▶ _Extrait_:
--------------------------------------------------

Survie

Premier ou dernier pas d’une reconnaissance des crimes de la colonisation ?

rédigé le 7 novembre 2012 (mis en ligne le 7 janvier 2013) - Henri Pouillot

Henri Pouillot a été affecté
de juin 1961 à mars 1962
à la Villa Susini à Alger,
le centre de torture de
l’armée française. Témoin
privilégié de la guerre
d’Algérie et des méthodes
de l’armée française, il
se félicite des récentes
déclarations de François
Hollande à propos du
massacre du 17 octobre
1961 tout en déplorant
les signaux favorables
lancés aux nostalgiques de
l’Algérie française.

« Le 17 octobre 1961, des Algériens qui manifestaient pour le
droit à l’indépendance ont été tués
lors d’une sanglante répression. La
République reconnaît avec lucidité
ces faits. Cinquante et un ans après
cette tragédie, je rends hommage à la
mémoire des victimes.
 »

La déclaration de François Hollande
(AFP, 17 octobre) est importante puis­
qu’il y a un premier pas de franchi :
la reconnaissance de la responsabilité
de la République française. Les
termes restent cependant en dessous
de la nécessité puisqu’il s’agit d’un
crime d’état.

Sans bouder ce geste
présidentiel tant attendu, on peut noter
que l’Elysée s’est exprimé par une
simple déclaration à l’AFP, refusant de
recevoir une délégation du « Collectif
du 17 octobre
 ». La communication ne
s’est pas faite depuis un lieu symbolique
et avec cérémonie, ce qui montre que
Hollande a sans doute estimé que ce pas
était suffisant sur un sujet si sensible
alors que de nombreuses organisations
et personnalités, des parlementaires,
étaient intervenus auprès du président
de le République pour demander
une expression forte à l’occasion du
cinquantième anniversaire de la fin de
la Guerre d’Algérie.

La déclaration de
François Hollande intervient aussi à
quelques semaines d’un déplacement
à Alger alors que la France négocie
un soutien algérien à l’intervention
militaire envisagée au Mali. Quatre
ministres français sont déjà allés
préparer le terrain. Si la presse
française a été discrète sur ces visites,
la presse algérienne a évoqué, outre le
dossier malien, la signature éventuelle
d’accords économiques significatifs.

Reste que si la parole présidentielle
est effectivement importante, d’autres
signaux viennent en affecter la portée.

Et pas des moindres. Ainsi le ministre
de la Défense, Jean-Yves Le Drian,
a annoncé l’inauguration d’une stèle
à la gloire du général Bigeard le
20 no­vembre prochain. Une honte
alors que la présidence Sarkozy,
devant le tollé, avait renoncé au
transfert de ses cendres aux Invalides.

--------------------------------------------------

▶ _Enregistrements fournis_:
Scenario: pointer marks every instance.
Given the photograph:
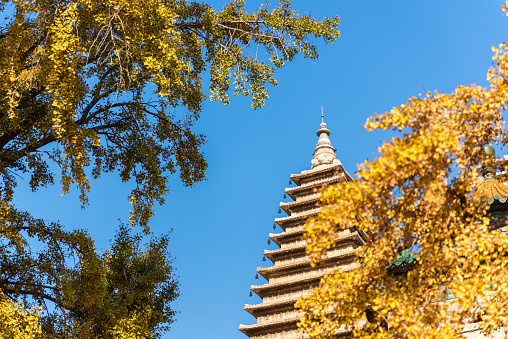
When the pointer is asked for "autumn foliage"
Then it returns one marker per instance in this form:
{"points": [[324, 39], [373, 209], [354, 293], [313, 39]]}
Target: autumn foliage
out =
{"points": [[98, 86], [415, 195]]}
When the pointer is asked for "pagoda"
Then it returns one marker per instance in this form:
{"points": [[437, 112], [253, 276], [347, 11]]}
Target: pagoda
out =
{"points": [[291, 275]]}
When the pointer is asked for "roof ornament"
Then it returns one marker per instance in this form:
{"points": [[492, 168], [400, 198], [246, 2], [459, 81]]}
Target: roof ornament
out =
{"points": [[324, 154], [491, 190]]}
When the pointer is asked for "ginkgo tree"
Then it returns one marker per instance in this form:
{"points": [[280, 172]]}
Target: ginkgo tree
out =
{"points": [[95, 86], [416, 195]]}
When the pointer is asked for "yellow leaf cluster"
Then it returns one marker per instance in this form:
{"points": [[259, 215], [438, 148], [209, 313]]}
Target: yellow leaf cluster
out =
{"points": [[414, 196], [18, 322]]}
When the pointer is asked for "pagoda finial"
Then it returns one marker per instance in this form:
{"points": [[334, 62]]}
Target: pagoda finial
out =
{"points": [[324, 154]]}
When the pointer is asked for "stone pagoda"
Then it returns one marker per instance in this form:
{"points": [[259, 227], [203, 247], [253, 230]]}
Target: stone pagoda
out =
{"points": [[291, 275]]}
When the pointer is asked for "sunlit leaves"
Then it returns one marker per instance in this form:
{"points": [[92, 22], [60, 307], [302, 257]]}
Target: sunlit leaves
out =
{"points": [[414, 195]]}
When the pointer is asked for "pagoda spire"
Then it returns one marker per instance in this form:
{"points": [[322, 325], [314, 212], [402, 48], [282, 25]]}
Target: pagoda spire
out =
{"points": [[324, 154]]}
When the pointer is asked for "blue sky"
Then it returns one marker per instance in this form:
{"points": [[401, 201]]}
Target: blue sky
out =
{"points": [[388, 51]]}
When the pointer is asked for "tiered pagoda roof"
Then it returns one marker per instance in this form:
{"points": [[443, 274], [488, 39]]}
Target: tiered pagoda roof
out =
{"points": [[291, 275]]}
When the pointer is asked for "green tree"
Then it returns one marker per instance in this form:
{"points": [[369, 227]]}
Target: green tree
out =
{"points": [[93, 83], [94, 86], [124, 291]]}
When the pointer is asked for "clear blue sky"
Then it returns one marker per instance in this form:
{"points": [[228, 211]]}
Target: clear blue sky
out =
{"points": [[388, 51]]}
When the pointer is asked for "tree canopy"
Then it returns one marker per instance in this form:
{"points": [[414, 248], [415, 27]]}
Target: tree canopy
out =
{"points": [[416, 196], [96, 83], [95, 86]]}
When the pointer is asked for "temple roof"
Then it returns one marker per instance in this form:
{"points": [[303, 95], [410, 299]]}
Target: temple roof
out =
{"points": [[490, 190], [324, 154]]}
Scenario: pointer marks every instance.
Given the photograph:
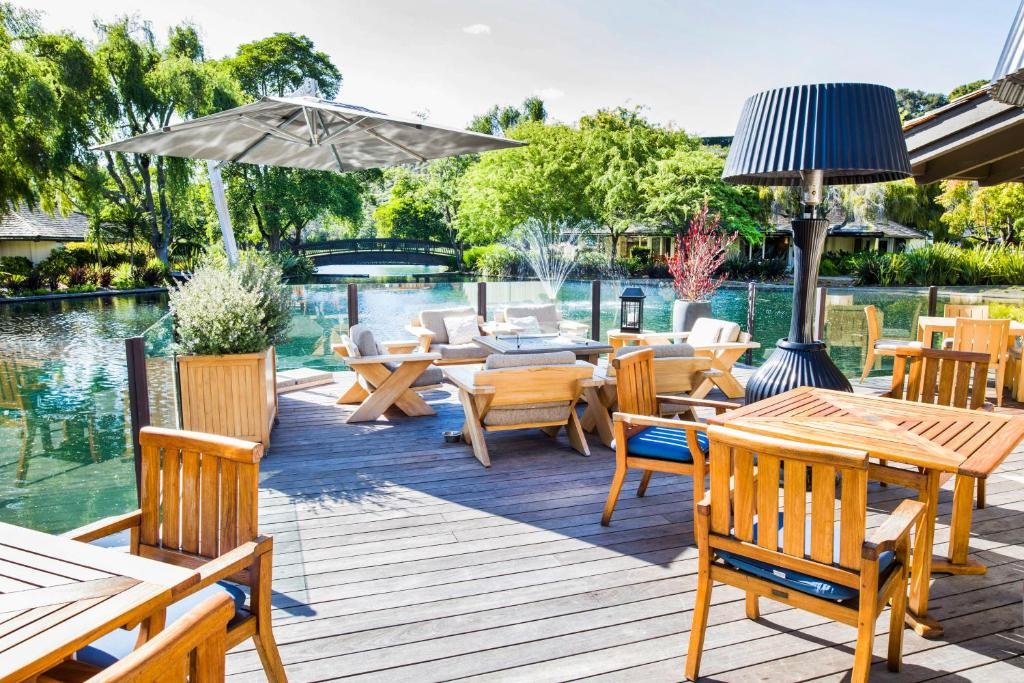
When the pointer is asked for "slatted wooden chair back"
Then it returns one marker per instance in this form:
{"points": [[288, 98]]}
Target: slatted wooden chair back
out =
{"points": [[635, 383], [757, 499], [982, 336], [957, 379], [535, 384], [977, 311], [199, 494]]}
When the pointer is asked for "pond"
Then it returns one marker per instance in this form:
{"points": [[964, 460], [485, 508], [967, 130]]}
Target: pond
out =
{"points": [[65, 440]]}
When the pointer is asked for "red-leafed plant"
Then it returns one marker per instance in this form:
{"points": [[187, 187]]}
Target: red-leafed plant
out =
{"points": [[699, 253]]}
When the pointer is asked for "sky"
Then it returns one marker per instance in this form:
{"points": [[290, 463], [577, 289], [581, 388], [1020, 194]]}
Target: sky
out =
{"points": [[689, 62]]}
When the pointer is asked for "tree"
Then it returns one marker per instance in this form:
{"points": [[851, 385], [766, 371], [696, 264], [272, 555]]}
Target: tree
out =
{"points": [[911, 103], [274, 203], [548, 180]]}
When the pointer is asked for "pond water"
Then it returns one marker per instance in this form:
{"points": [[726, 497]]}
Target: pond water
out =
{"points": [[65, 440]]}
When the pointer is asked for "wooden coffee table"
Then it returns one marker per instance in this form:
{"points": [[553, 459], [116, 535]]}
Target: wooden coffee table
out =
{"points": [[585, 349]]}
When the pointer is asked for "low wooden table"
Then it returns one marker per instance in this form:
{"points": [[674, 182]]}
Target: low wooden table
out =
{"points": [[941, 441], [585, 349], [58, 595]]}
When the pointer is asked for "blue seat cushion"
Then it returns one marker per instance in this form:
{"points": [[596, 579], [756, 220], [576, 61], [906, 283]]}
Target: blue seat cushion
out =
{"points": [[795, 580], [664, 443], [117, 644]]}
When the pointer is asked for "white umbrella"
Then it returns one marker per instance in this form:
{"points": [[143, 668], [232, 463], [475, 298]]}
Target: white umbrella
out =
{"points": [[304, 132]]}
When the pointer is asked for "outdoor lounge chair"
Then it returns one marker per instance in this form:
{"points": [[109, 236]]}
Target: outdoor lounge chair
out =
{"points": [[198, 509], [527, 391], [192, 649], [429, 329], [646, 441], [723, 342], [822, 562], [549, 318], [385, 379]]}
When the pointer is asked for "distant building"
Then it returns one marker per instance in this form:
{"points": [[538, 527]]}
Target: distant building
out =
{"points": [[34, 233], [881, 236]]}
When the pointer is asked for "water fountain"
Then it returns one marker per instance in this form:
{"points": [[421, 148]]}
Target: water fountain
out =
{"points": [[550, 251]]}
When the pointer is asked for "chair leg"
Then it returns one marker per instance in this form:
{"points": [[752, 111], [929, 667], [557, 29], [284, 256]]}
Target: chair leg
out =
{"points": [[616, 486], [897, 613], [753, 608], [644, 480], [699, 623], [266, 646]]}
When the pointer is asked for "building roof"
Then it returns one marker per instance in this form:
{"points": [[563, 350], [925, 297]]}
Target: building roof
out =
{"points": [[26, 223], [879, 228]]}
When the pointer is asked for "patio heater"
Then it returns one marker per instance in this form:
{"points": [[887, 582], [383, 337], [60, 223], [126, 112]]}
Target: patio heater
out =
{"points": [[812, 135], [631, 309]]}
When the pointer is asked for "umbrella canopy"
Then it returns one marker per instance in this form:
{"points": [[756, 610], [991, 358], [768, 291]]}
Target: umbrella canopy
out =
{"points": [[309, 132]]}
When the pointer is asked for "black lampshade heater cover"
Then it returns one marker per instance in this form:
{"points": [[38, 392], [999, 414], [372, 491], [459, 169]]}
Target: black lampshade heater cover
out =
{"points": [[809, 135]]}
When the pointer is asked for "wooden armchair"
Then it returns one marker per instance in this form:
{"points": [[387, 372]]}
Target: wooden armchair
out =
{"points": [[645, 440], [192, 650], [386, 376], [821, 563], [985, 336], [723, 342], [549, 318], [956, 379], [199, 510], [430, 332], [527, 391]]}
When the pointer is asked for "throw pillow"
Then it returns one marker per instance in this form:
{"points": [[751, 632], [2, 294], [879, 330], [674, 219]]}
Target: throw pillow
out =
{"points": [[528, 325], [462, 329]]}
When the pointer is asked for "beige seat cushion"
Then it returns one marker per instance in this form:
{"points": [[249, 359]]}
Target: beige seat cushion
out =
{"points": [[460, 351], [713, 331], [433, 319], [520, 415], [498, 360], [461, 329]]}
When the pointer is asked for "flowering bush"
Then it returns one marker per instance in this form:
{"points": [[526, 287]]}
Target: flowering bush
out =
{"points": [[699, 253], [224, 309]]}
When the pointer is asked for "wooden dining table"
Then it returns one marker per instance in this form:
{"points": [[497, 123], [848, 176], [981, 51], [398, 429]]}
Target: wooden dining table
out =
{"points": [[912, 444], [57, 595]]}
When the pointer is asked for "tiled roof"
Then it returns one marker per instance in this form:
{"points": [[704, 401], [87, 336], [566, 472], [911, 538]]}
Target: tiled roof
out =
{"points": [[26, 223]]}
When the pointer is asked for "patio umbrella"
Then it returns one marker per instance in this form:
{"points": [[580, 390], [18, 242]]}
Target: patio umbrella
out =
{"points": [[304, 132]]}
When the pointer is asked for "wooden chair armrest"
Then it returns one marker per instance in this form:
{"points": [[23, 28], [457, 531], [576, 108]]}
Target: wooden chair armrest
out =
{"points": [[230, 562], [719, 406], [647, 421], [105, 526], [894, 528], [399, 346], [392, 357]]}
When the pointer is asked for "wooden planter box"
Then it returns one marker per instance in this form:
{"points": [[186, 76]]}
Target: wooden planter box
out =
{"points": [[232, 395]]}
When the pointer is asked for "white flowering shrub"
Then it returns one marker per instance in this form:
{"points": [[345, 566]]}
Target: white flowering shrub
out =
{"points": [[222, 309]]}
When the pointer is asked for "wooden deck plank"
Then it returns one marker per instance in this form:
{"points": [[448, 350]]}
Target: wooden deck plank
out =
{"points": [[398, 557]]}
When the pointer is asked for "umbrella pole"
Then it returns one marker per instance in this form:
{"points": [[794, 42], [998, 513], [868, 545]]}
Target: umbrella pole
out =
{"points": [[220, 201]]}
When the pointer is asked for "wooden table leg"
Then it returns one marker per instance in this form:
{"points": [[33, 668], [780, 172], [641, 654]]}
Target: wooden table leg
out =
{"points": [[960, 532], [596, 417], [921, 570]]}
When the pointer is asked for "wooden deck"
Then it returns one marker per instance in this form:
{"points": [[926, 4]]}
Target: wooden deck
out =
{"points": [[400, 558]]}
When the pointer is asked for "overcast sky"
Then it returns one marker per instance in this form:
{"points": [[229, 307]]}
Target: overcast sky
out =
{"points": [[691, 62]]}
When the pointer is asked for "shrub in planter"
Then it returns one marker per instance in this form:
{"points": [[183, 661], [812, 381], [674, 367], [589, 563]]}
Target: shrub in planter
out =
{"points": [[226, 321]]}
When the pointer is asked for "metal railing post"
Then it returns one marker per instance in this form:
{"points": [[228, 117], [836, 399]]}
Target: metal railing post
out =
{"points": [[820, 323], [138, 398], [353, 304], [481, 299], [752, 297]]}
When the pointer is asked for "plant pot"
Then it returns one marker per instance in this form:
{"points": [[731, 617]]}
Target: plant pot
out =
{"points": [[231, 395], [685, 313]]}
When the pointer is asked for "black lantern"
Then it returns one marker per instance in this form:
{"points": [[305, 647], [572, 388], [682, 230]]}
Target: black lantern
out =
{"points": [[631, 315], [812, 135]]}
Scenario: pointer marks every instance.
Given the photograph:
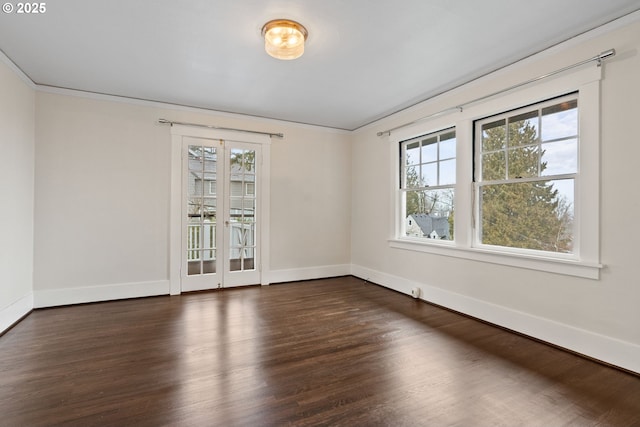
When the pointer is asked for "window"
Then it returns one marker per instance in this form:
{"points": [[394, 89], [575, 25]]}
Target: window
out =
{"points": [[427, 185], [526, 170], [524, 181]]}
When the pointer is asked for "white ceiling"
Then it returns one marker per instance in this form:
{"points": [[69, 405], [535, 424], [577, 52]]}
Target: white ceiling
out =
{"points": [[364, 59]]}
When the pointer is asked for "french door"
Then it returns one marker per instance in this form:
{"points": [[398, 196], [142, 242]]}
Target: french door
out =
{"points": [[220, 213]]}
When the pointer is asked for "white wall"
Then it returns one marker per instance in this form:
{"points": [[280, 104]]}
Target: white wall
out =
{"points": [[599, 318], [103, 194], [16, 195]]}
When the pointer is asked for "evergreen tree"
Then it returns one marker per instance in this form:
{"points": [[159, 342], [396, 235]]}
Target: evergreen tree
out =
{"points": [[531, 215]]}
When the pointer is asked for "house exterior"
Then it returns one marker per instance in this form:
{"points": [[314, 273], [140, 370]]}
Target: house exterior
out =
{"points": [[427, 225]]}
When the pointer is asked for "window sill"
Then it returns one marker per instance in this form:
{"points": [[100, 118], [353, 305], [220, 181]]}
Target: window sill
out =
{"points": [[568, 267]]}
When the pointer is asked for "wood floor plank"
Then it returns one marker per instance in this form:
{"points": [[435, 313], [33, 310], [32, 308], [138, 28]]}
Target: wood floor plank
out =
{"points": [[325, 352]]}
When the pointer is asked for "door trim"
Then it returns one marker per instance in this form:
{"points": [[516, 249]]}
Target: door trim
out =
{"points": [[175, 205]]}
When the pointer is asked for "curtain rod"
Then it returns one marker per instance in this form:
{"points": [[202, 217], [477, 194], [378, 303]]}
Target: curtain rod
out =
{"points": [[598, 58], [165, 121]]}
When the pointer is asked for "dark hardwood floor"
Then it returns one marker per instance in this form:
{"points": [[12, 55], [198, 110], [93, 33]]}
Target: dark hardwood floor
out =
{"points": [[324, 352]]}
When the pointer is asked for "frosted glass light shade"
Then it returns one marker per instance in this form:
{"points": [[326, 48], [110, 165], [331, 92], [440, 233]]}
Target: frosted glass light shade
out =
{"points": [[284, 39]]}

--------------------------------------------------

▶ _Consignes_:
**1)** Répondez à ces questions sur l'article :
(a) Pendant quelle période Henri Pouillot a-t-il été affecté à la Villa Susini ?
(b) Par quel moyen l'Élysée s'est-il exprimé ?
(c) Qui a annoncé l'inauguration d'une stèle, et à la gloire de qui ?
**2)** Dites, s'il vous plaît, si chaque affirmation concorde avec l'article, en citant les mots décisifs :
(a) L'Élysée a reçu une délégation du « Collectif du 17 octobre ».
(b) Quatre ministres français sont déjà allés préparer le terrain.
(c) La presse française a largement couvert ces visites.
Les enregistrements forment un matériau à part, indépendant du texte.

▶ _Corrigé détaillé_:
**1)**
(a) De juin 1961 à mars 1962.
(b) Par une simple déclaration à l'AFP.
(c) Le ministre de la Défense, Jean-Yves Le Drian, à la gloire du général Bigeard.

**2)**
(a) Non : « refusant de recevoir une délégation ».
(b) Oui : « Quatre ministres français sont déjà allés préparer le terrain. »
(c) Non : « la presse française a été discrète sur ces visites ».